■ **Instruction**:
In all the data below, change every "marker" to "pin" and keep everything else the same. Leave the pictures out of your answer.

■ **Dataset**:

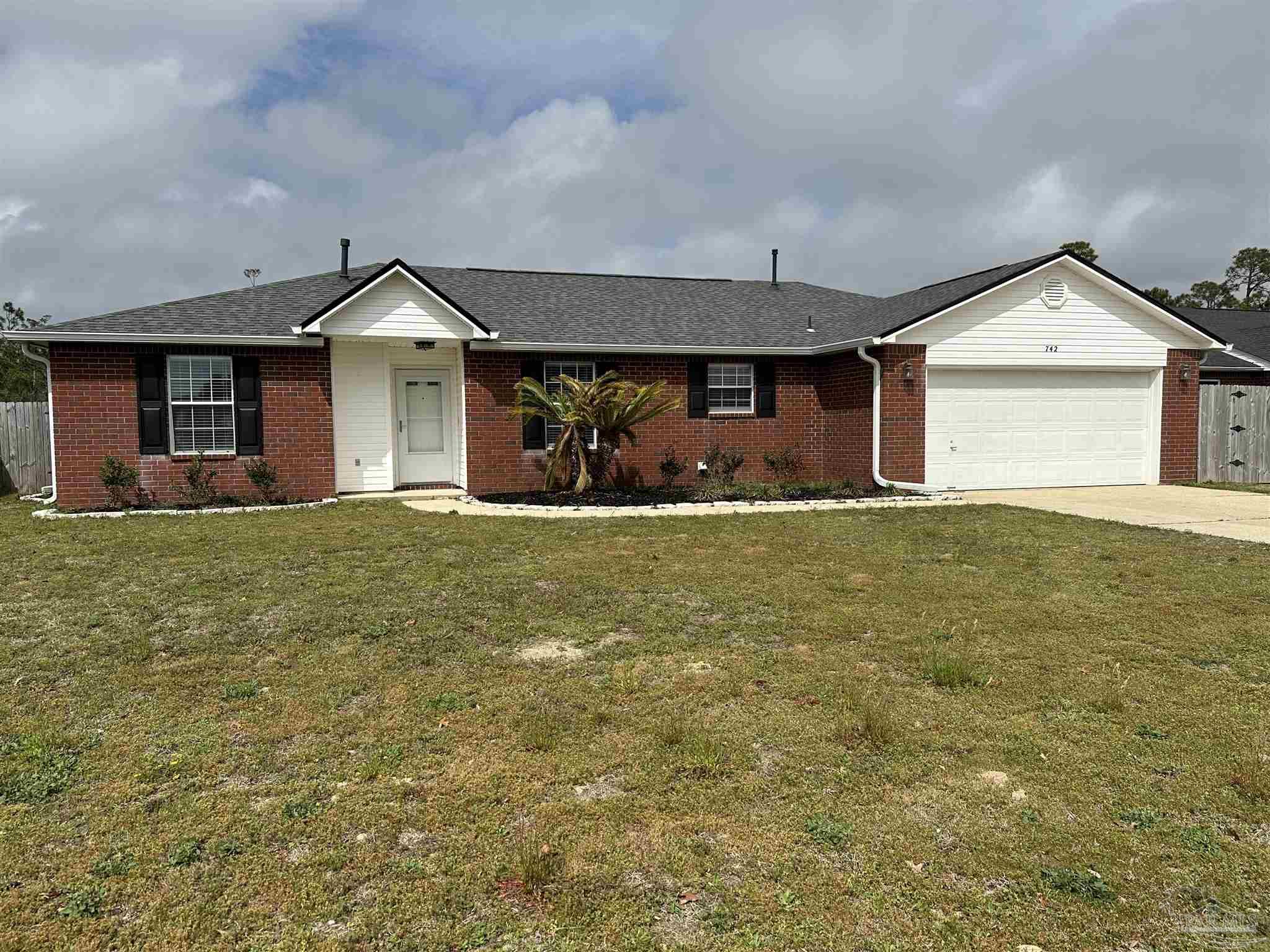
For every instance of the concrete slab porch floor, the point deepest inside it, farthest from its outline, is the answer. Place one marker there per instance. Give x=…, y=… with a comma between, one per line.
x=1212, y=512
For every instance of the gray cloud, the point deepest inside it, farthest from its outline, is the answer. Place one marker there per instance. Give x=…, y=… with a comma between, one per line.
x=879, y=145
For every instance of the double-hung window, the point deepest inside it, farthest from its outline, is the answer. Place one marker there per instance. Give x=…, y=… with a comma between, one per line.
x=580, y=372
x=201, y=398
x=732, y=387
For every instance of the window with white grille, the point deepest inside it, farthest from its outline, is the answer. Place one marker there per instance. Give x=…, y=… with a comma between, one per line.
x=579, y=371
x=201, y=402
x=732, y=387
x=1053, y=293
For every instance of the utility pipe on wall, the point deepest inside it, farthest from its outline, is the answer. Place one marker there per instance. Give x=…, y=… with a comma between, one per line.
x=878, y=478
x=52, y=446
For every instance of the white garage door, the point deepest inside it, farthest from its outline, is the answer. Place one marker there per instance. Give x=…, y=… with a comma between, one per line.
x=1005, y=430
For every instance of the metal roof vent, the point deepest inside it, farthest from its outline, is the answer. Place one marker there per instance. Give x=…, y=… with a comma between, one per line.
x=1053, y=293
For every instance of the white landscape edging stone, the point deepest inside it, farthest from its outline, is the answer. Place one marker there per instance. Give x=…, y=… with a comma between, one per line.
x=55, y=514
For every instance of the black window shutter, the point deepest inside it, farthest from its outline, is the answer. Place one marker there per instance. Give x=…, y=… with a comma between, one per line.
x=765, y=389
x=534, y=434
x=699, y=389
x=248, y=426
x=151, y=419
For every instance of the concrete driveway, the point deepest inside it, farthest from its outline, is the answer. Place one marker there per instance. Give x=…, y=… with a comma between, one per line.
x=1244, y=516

■ **Complete output**:
For every instance of the concrete slab porch floor, the point deepest inside it, farthest from its outline, is the answer. Place one pin there per instance. Give x=…, y=… with a comma between, one per line.
x=1212, y=512
For every instance of the gray cloud, the point deepest inside it, farthest from its outline, is the answer. Place one pin there per instance. Give x=…, y=… with a comma between, one per line.
x=879, y=145
For every instance of the double-hung window, the point deepest inside it, farthest from its outline, is the answer. Place one pin there per instance. Give x=…, y=… with a comma between, one per line.
x=580, y=372
x=201, y=398
x=732, y=387
For every instance of the window with white grille, the point deepest inside it, farthest from its outline, is the answer. Place one pin there per instance. Give x=…, y=… with a comma between, one per line.
x=579, y=371
x=201, y=402
x=732, y=387
x=1053, y=293
For every instance of the utility pipe on wall, the point deepest inside it, farthest from its outline, is the answer. Place one pin there per instance. Give x=…, y=… with a comma between, one per line.
x=878, y=478
x=52, y=446
For every instance of the white garage door, the point deepest inside it, farthest from its outline, is the answer. Place one pin there per instance. Give x=…, y=… with a comma between, one per line.
x=1005, y=430
For every instance of the metal roof vent, the point deepest inside it, farthest from its outline, is the answer. Place one pin there per instance. Give x=…, y=… with a comma between, one per line.
x=1053, y=293
For every instance of the white landscape edging stone, the point deepest inside it, farthest from its outline, is the answer. Place one pin there per instance. Give x=…, y=… with a comma between, one per line.
x=55, y=514
For every instance of the black window shutter, the point deepest inside it, farthest from its outline, is the answer. Place one pin there per instance. Give x=…, y=… with a comma between, one per line.
x=765, y=389
x=534, y=434
x=699, y=389
x=248, y=426
x=151, y=419
For every instance of the concrete driveway, the point deepest inside it, farthest from its outline, is the answer. Place one pin there per instance. Give x=…, y=… with a comma between, one per line.
x=1244, y=516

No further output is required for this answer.